### Required work
1. In the Black Canyon travel post, duplicate the stretch from "Notice in the" through "2300 feet high.".
2. Condense the paragraph of the Black Canyon travel post that begins "After leaving our campsite in Ouray" into a short bulleted list that keeps its main facts.
3. List every viewpoint named in the sentence of the Black Canyon travel post that begins "There are several views and vistas".

======== Passage shown

After leaving our campsite in Ouray, we came out of the mountains and found the entrance to Black Canyon National Park. It was a beautiful day. As I stated before, this park was only a monument like White Sands and Four Corners until Bill Clinton came here and decided it should get more funding and thre should be more land tha should be set aside for preservation. In 1999 he made it a National Park. We spoke to a local who owned a souvenir/gift shop. You’d think he would be thrilled with the prospect of many new tourists but he wasn’t. He liked the small number of visitors that came each year and knew that with the National Park status, that area would change forever. As we drove in, we noticed the difference from the grand canyon. Not as wide but plenty deep.

Pictures can not portray depth of field that well. The walls were not made of the same stone that Grand Canyon as made of it was hard black looking granite. I always get a kick out of science explanation of age of rock. Most signs attributed this canyon to 500 million years ago. I just like to give the Lord the glory and think about how awesome He is and the mighty power He must have to make such a spectacle. Whether it’s due to the Gunnison River or His wondrous ability to carve and mold His greatness is demonstrated in His creation, especially man.
There are several views and vistas such as Gunnison Point, Kneeling Camel, Rim House, Dragon Point, Sunset View, etc. that give different views to the canyon. I snapped some photos.


Notice in the picture above that one side of this part of the canyon is sloping and green and the other side steep and barren. Rangers tell us it is due to the sun. The east side of the basin is exposed to the sun more than the west making it more lush and full of trees. One special formation is the painted wall view. From the surface it looks like someone painted the wall, but it is really different layers of rock from the formation of the canyon wall. If you were to slice through the wall vertically, the look of the painted stripes would take on a new pattern because it is actually a three dimensional strata of rock. The canyon at this point is the deepest in North America. The picture shows what it would look like if the Empire State Building was placed in the canyon. The canyon wall is actually 2300 feet high.


We then visited the Kodiak and Badger communities. These communities are older from 550AD. It was fascinating to see the transformation from below ground dwellings to pit houses to cliff houses. The guides told us the move to the cliffs was mainly due to weather exposure. The ruins of Kodiak and Badger communities were representative of that time. Notice the Kivas looked very similar for over 1700 years.

We left Mesa Verde and traveled northeast on route 550 to the Black Canyon of the Gunnison. Not having a map, we had no idea why the GPS said it would take several hours to complete about 60 miles of road. Well we shortly found out why. I took a photo of the topo map for this area.

================
======== Supplied data

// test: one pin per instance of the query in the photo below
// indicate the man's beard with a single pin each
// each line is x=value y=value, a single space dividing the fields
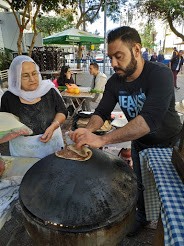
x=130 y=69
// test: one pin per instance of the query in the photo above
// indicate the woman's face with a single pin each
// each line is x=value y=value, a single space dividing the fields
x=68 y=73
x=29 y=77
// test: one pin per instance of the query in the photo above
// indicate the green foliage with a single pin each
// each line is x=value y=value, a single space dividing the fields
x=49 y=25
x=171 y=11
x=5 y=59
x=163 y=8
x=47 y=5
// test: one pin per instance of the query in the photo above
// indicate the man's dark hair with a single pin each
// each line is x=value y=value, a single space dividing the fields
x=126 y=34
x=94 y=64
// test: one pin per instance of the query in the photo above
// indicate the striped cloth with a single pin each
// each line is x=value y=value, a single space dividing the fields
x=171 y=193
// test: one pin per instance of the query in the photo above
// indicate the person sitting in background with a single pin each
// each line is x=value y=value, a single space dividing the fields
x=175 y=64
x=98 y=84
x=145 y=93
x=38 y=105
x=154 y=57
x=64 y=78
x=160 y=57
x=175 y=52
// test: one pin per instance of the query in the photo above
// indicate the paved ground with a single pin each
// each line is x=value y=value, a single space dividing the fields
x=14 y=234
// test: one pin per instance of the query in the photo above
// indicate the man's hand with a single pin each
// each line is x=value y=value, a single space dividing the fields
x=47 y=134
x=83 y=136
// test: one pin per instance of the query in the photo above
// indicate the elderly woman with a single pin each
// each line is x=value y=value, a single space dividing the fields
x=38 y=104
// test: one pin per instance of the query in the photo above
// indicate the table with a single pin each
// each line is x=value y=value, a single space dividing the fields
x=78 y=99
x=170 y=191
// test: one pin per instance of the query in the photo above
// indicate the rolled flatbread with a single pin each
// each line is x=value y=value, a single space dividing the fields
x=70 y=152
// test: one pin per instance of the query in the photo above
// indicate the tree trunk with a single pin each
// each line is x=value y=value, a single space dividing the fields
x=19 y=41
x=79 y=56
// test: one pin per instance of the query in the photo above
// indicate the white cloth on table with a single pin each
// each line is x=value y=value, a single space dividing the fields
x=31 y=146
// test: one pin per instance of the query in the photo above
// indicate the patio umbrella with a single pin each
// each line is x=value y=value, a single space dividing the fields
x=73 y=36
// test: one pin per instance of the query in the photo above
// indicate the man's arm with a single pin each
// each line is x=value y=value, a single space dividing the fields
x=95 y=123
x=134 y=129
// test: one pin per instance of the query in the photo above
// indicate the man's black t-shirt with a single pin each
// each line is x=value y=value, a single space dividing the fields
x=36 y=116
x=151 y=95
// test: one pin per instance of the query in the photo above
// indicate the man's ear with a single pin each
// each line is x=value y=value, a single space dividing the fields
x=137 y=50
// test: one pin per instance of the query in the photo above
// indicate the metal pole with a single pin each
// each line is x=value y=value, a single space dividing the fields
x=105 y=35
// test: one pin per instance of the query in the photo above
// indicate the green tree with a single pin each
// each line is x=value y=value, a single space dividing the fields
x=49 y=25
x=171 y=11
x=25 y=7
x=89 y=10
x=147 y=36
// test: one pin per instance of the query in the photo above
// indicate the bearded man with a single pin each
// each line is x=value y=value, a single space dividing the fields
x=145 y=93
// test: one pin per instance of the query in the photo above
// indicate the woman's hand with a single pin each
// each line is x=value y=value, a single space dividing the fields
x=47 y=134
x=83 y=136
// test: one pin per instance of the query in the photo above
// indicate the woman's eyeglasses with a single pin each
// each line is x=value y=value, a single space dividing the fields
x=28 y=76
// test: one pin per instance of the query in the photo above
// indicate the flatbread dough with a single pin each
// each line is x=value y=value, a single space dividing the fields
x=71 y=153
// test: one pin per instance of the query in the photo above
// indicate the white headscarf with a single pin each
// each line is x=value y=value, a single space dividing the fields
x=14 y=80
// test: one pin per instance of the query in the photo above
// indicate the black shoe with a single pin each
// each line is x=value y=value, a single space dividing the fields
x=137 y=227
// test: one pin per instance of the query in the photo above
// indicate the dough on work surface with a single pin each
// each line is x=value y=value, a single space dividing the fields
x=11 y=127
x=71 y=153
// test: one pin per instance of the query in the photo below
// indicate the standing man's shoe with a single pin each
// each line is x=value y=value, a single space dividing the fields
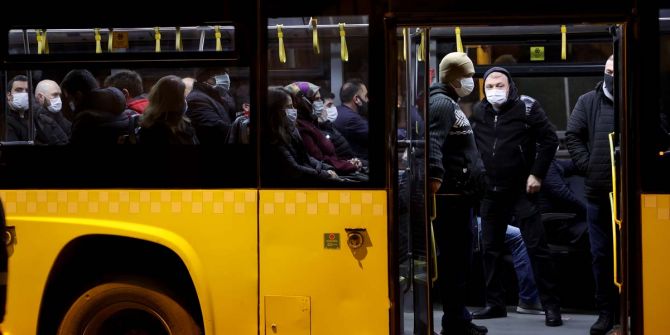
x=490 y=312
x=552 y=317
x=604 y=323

================

### Answers to the tasks
1.
Notice in the picture above that one side of this part of the canyon is sloping and green and the other side steep and barren. Rangers tell us it is due to the sun. The east side of the basin is exposed to the sun more than the west making it more lush and full of trees. One special formation is the painted wall view. From the surface it looks like someone painted the wall, but it is really different layers of rock from the formation of the canyon wall. If you were to slice through the wall vertically, the look of the painted stripes would take on a new pattern because it is actually a three dimensional strata of rock. The canyon at this point is the deepest in North America. The picture shows what it would look like if the Empire State Building was placed in the canyon. The canyon wall is actually 2300 feet high.

2.
- After leaving their campsite in Ouray, the travelers came out of the mountains to the entrance of Black Canyon National Park on a beautiful day.
- The park was only a monument, like White Sands and Four Corners, until Bill Clinton came and decided it should get more funding and more land set aside for preservation.
- In 1999 he made it a National Park.
- A local who owned a souvenir/gift shop was not thrilled. He liked the small number of visitors each year and knew National Park status would change the area forever.
- Compared with the Grand Canyon, this canyon is not as wide but plenty deep.

3.
- Gunnison Point
- Kneeling Camel
- Rim House
- Dragon Point
- Sunset View